[Instructions]:
[1] Name the six pins of the HC-05 Bluetooth module that the Bluetooth seven segment display page lists.
[2] Quote everything in the Bluetooth seven segment display page from "Block Diagram –" down to "Arduino board respectively.".

-------- Excerpt provided

Bluetooth Controlled Seven Segment Display

Seven Segment Displays are commonly used for displaying numeric information. These displays can be seen at airports, railway stations, and bank counters. In this project, Bluetooth is used to send data for display on Seven Segment Displays. The project allows sending a number with or without the decimal point from an app on the Android phone to the projecting device. The projecting device receives the number through Bluetooth and displays it on the Seven Segment displays.

The Bluetooth Serial monitor app is used for sending the number from Android phone to the device. The Android phone should be paired with the HC-05 Bluetooth module interfaced in the project. Once the Android phone is paired with the Bluetooth module, the Bluetooth Serial monitor app can be used to send data serially to the device.

On the projecting device, there are 8 seven segment displays connected by the technique of Multiplexing. In the technique of Multiplexing, the common pin of the SSDs are not hard wired to VCC or ground depending upon the type of SSD but the common pin of the SSDs (Like Anode pin of Common Anode SSDs or Cathode pin of Common Cathode SSDs) are connected to the microcontroller pins. The respective LED pins of the SSDs are connected to same microcontroller pins like LED ‘a’ of all the SSDs is connected to one and same microcontroller pin, LED ‘b’ of all the SSDs is connected to other but same microcontroller pin and so on. Every SSD is programmatically selected at a time and LEDs are switched ON or OFF to display the desired number.

The project is built on Arduino UNO and the Arduino sketch manages to read number passed through Bluetooth and display it with the decimal point on SSDs by multiplexing technique. The Arduino sketch is written on Arduino IDE and burnt to the board using AVR Dude.

Fig. 1: Prototype of Bluetooth Controlled Seven Segment Display

Components Required:

1) Arduino UNO

2) 7-Segment display – 8 pcs

3) Bluetooth Module HC-05

4) Connecting Wires

5) Any Android Phone

Software Tools Required –

1) Arduino IDE

2) AVR Dude

3) Bluetooth Serial Monitor App

Block Diagram –

Fig. 2: Block Diagram of Bluetooth Controlled Seven Segment Display

Circuit Connections –

The Arduino UNO receives the data from the Bluetooth module and controls the seven segment displays. The Arduino board has the Bluetooth module and the SSDs interfaced in the following manner –

HC-05 Bluetooth Module – HC-05 Bluetooth module is serial port protocol module. It operates on ISM band 2.4GHz with V2.0+EDR (Enhanced data date). It can work in both Master and slave modes. The Bluetooth module has six pins – Enable, VCC, Ground, Transmit Data (TxD), Receive Data (RxD) and State. The Enable and State pin are unused and so not connected in the circuit. The VCC and Ground pins are connected to the common VCC and Ground. The TxD and RxD pins of the module are connected to the pins 2 and 3 pins of the Arduino board respectively.

----------------
-------- Data section

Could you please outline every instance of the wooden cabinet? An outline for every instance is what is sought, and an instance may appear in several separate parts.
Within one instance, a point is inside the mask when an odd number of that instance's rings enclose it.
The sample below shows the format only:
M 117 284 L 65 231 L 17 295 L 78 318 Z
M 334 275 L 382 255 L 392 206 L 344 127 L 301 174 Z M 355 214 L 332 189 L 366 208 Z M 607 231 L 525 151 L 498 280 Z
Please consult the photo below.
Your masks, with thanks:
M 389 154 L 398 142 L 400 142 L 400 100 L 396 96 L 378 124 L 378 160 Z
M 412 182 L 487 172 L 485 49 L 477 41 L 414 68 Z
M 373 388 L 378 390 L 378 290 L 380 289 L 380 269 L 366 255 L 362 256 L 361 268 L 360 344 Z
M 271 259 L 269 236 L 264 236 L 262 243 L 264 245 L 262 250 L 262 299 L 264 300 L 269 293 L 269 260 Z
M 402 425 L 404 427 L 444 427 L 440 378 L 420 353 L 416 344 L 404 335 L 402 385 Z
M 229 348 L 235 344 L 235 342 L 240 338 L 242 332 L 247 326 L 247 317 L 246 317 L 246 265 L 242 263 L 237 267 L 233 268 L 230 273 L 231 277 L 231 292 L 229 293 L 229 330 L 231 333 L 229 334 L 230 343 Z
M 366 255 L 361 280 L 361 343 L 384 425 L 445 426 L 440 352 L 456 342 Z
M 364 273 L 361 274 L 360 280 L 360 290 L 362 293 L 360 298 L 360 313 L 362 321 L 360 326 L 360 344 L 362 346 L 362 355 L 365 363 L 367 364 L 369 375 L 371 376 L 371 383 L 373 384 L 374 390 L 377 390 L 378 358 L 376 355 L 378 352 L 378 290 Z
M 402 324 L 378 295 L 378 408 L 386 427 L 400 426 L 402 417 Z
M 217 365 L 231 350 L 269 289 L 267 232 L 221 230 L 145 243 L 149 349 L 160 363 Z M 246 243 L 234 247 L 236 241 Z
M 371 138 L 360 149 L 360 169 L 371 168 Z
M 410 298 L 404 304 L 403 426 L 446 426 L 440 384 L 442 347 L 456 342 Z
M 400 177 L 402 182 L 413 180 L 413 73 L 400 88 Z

----------------

[Answers to the problems]:
[1] Enable, VCC, Ground, Transmit Data (TxD), Receive Data (RxD), and State.

[2]
Block Diagram –

Fig. 2: Block Diagram of Bluetooth Controlled Seven Segment Display

Circuit Connections –

The Arduino UNO receives the data from the Bluetooth module and controls the seven segment displays. The Arduino board has the Bluetooth module and the SSDs interfaced in the following manner –

HC-05 Bluetooth Module – HC-05 Bluetooth module is serial port protocol module. It operates on ISM band 2.4GHz with V2.0+EDR (Enhanced data date). It can work in both Master and slave modes. The Bluetooth module has six pins – Enable, VCC, Ground, Transmit Data (TxD), Receive Data (RxD) and State. The Enable and State pin are unused and so not connected in the circuit. The VCC and Ground pins are connected to the common VCC and Ground. The TxD and RxD pins of the module are connected to the pins 2 and 3 pins of the Arduino board respectively.